PROBLEM STATEMENT: State how many lines of the entries hold the string "marker", and output nothing but that count.

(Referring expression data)
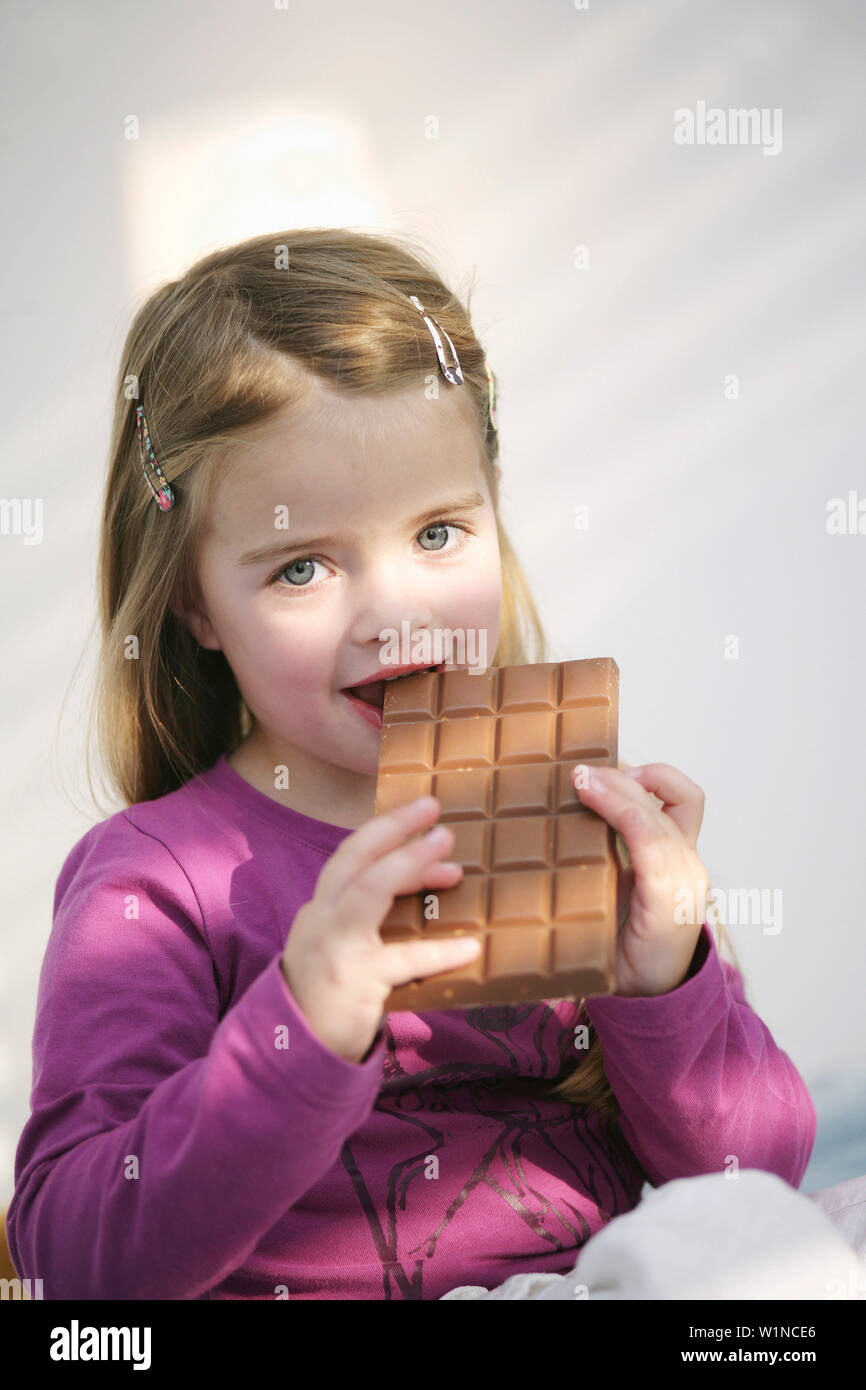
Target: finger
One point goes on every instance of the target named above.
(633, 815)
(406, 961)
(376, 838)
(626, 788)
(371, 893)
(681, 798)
--
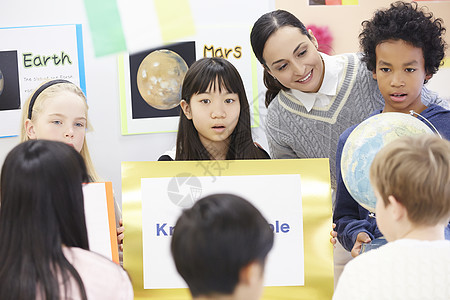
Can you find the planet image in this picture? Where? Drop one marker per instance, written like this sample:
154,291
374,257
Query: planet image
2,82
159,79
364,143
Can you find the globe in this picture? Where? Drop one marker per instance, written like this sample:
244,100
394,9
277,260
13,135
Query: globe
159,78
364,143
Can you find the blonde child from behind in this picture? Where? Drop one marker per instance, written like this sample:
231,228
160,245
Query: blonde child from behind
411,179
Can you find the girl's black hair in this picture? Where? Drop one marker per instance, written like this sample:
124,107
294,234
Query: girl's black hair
--
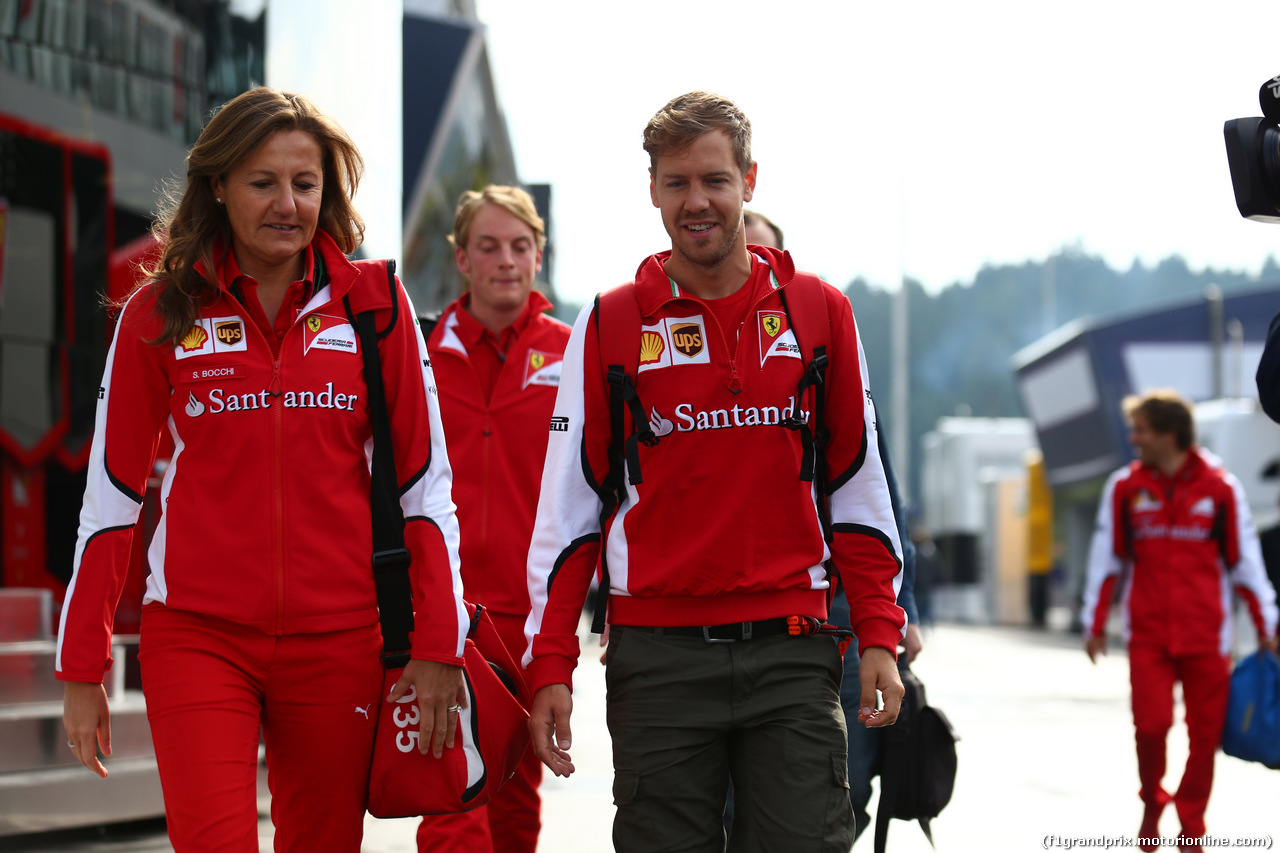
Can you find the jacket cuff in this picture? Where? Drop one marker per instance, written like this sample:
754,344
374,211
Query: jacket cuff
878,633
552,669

RESPONSE BELOW: 5